* begin Provided data *
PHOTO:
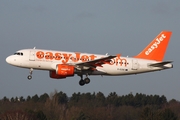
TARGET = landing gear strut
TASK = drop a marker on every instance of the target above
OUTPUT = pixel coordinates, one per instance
(30, 74)
(85, 81)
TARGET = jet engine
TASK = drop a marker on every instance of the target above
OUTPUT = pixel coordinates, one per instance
(62, 71)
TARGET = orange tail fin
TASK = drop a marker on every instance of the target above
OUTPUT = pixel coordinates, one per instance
(157, 48)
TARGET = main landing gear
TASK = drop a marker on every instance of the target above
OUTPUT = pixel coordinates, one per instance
(85, 81)
(30, 74)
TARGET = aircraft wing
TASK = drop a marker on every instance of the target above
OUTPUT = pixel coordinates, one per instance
(97, 62)
(160, 64)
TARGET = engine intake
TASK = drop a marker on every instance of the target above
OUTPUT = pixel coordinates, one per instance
(62, 71)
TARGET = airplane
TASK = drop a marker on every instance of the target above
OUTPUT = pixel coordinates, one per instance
(62, 64)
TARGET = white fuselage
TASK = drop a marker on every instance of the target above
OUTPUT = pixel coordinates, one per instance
(48, 59)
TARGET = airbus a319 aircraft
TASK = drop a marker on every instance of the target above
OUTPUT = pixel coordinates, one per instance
(62, 64)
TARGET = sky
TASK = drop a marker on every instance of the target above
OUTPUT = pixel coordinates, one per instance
(95, 26)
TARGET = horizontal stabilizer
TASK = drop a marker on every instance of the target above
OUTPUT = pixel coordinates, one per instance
(160, 64)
* end Provided data *
#### [Exercise details]
Revise all of the lines above by changing "drop a marker" to "place a pin" wherever it occurs, leaving everything else unchanged. Omit the pictures from your answer.

#### [Worked answer]
PHOTO:
TARGET = landing gear strut
TASK = place a pin on every instance of the target above
OUTPUT = pixel coordinates, one per instance
(30, 74)
(85, 81)
TARGET = jet engine
TASK = place a pin on every instance of the target above
OUTPUT = pixel coordinates, one per instance
(62, 71)
TARGET = orange tail fin
TASK = place a pin on every instance of the target above
OUTPUT = pixel coordinates, one per instance
(157, 48)
TARGET = main landing gear
TASK = place a pin on every instance of the target above
OUTPUT = pixel coordinates, one per instance
(85, 81)
(30, 74)
TARGET = aircraft wing
TASK = place a pin on every instance of the target above
OUTPUT = pixel coordinates, one per instance
(97, 62)
(160, 64)
TARGET = engine intake
TASK = place a pin on every instance of the target above
OUTPUT = pixel coordinates, one per instance
(62, 71)
TARGET = airplane
TASK = place a pin on every instance of the target above
OUTPUT = pixel coordinates, one per instance
(62, 64)
TARGET = white fuselage
TASK = place a pin on every instance of the target above
OUTPUT = pixel coordinates, one per instance
(48, 59)
TARGET = airbus a319 aircraft
TASK = place a pin on every instance of the target above
OUTPUT = pixel coordinates, one per instance
(62, 64)
TARGET = sky
TASK = place a pin on every instance of the target above
OUTPUT = pixel coordinates, one per instance
(95, 26)
TARGET = horizontal stabilizer
TASK = place a pin on every instance of the target above
OUTPUT = pixel coordinates, one per instance
(160, 64)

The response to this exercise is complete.